*WHAT TO DO*
Switch every "notepad" to "notebook" throughout the records below and give the lines back with nothing else changed. Leave the pictures out of your answer.

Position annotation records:
########

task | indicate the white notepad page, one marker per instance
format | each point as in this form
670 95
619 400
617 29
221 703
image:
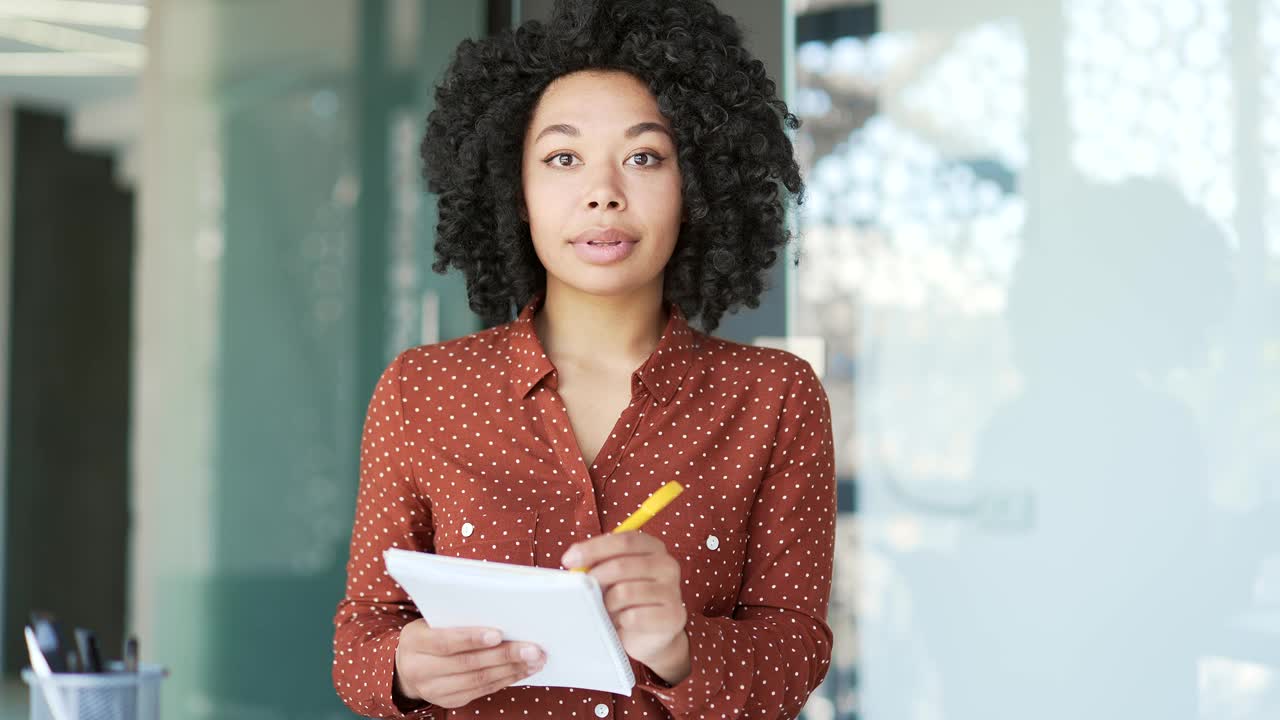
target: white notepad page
560 611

########

*EXERCISE ANSWER*
task | indicate the white notebook page, one marker per instance
format | each point as in this form
670 95
619 400
617 29
221 703
image:
target: white notebook page
560 611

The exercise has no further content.